▶ **TESTO DI PARTENZA**:
★ ★ ★ ★

Dopo Bruxelles, Parigi e in ultima istanza Londra, adesso è toccato alla Russia finire nel mirino del terrorismo. San Pietroburgo, la città sovietica che più si avvicina per canoni e legami con l’Occidente, infatti, nella giornata di lunedi 3 aprile ha contato 14 vittime e oltre 40 feriti in seguito ad una esplosione di matrice islamica avvenuta in un vagone della linea blu della metro, tra la fermata di Shennaya Ploshad e Technology Institute (traslitterate dal cirillico).

L’ordigno responsabile della strage era costituito da circa 300 grammi di tritolo, era contenuto in uno zainetto, ed era pieno di elementi lesivi come sfere d’acciaio, dadi da bullone, chiodi, schegge e proiettili. Un ordigno inesploso, inoltre, è stato poi rinvenuto in un’altra stazione della metro di San Pietroburgo, quella di Ploshchad Vosstaniya. L’ordigno aveva una potenza pari a un chilo di tritolo, anch’esso conteneva elementi lesivi, ma è stato è stato individuato e disinnescato dagli artificieri che hanno evitato una strage forse anche peggiore.

Il nome dell’attentatore (poi morto in seguito all’esplosione) è quello di Akbarzhon Jalilov, un ragazzo di 22 anni di origine russa ma nato ad Osh, nel Kirghizistan. Jalilov viveva a San Pietroburgo da molti anni, aveva sei passaporti di cui uno valido per l’espatrio e lavorava come meccanico in un’autofficina. Aveva legami con la Siria. Il Kirghizistan è una delle ex repubbliche sovietiche di provenienza di molti foreign fighter andati a combattere in Siria sul fronte dell’Isis, e nelle ultime ore gli investigatori stanno controllando la posizione di due possibili complici, un ragazzo e una ragazza, provenienti sempre dell’Asia Centrale.

★ ★ ★ ★

▶ **COMPITI DA SVOLGERE**:
A: Elenca gli elementi lesivi che, secondo il testo sull'attentato a San Pietroburgo, riempivano l'ordigno responsabile della strage.
B: Nel testo sull'attentato a San Pietroburgo, perché l'ordigno rinvenuto nella stazione di Ploshchad Vosstaniya non ha provocato vittime?
C: Trascrivi dal testo sull'attentato a San Pietroburgo la parte che si apre con le parole contenenti "L’ordigno responsabile della" e si chiude con "forse anche peggiore.".

▶ **DATI FORNITI**:
★ ★ ★ ★

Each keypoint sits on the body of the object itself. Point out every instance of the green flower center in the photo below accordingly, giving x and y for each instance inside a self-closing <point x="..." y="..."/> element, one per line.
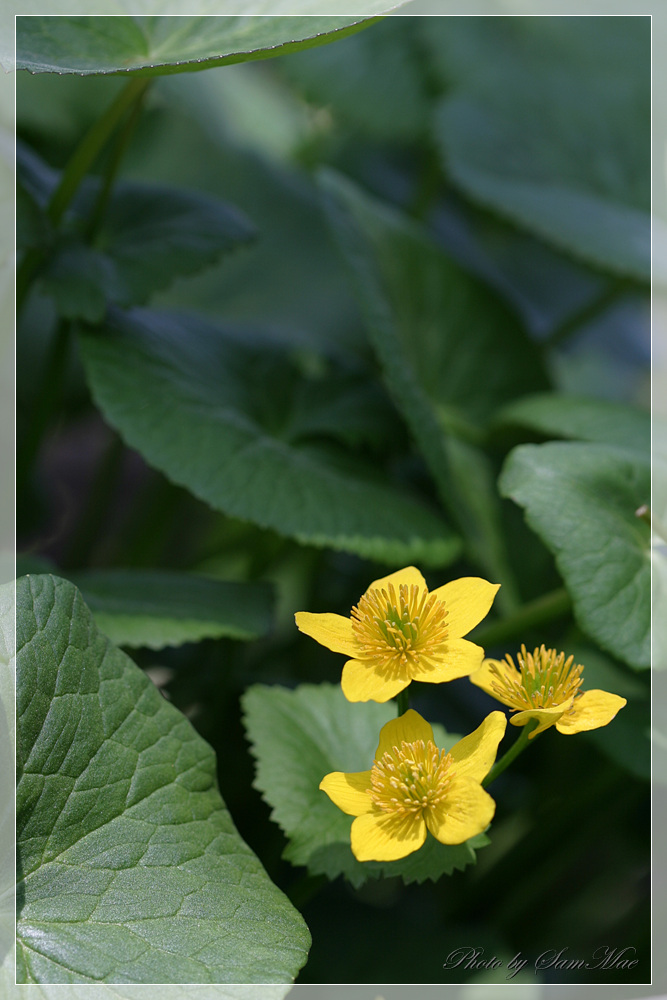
<point x="396" y="630"/>
<point x="410" y="778"/>
<point x="543" y="679"/>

★ ★ ★ ★

▶ **RISPOSTE COMPLETE**:
A: Sfere d'acciaio, dadi da bullone, chiodi, schegge e proiettili.

B: Perché gli artificieri lo hanno individuato e disinnescato. Così hanno evitato una strage forse anche peggiore.

C:
L’ordigno responsabile della strage era costituito da circa 300 grammi di tritolo, era contenuto in uno zainetto, ed era pieno di elementi lesivi come sfere d’acciaio, dadi da bullone, chiodi, schegge e proiettili. Un ordigno inesploso, inoltre, è stato poi rinvenuto in un’altra stazione della metro di San Pietroburgo, quella di Ploshchad Vosstaniya. L’ordigno aveva una potenza pari a un chilo di tritolo, anch’esso conteneva elementi lesivi, ma è stato è stato individuato e disinnescato dagli artificieri che hanno evitato una strage forse anche peggiore.